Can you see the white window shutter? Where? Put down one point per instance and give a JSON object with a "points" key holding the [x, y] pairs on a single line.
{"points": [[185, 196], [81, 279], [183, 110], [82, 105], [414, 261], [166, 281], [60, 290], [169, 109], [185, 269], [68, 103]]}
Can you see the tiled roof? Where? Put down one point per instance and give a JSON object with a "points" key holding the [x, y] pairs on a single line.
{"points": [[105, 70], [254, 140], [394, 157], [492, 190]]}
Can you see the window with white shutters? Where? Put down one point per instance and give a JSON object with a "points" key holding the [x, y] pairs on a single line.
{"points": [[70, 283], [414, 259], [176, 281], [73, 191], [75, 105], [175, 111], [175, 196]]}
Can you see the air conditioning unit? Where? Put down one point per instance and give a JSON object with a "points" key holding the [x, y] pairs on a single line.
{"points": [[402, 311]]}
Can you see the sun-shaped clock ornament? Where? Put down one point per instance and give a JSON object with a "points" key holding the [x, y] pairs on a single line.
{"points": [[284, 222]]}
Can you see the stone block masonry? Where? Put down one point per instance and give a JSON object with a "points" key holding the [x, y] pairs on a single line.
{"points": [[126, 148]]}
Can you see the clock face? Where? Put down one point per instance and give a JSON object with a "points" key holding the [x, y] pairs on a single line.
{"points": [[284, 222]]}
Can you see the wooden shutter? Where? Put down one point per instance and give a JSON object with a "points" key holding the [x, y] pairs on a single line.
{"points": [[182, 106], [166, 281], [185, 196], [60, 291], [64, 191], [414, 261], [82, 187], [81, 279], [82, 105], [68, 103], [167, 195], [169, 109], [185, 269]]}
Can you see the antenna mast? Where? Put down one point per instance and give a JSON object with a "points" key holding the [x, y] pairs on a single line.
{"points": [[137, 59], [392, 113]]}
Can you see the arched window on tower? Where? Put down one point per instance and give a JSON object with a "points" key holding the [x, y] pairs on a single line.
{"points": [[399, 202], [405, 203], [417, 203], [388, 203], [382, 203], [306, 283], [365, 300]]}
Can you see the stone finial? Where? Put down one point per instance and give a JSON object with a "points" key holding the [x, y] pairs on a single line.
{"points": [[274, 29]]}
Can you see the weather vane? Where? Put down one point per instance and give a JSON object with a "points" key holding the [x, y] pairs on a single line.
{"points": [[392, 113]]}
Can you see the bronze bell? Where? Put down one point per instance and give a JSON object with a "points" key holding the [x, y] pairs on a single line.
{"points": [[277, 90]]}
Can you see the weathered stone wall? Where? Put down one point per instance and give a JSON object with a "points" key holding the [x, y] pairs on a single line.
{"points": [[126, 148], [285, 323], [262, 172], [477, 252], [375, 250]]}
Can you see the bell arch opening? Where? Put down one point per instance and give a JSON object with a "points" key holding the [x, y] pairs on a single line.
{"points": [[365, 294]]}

GIVEN REQUEST
Put everything in the records above, from the line containing "Can you see the weather vane?" down through the last line, into a numbered list and omit any blank lines.

OUTPUT BELOW
1. Can you see the weather vane? Where? Put down one point per instance and give a JSON object with a "points" key holding the [x, y] pairs on a single line.
2. {"points": [[392, 113]]}
3. Can you see the bronze bell? Where? Put down one point per instance and give a JSON object with a "points" key holding the [x, y] pairs on a single line.
4. {"points": [[277, 90]]}
5. Can you see the weathered stone wall? Where? Put down one point per instance and give a JSON object with a "points" key holding the [x, y] pairs on a single line.
6. {"points": [[126, 148], [285, 323], [262, 172], [477, 252], [375, 250]]}
7. Can you see the bell arch opening? Where? Put down one point per instance and give a JSON object with a "points" key holding the [x, y] pairs on a single line.
8. {"points": [[365, 294]]}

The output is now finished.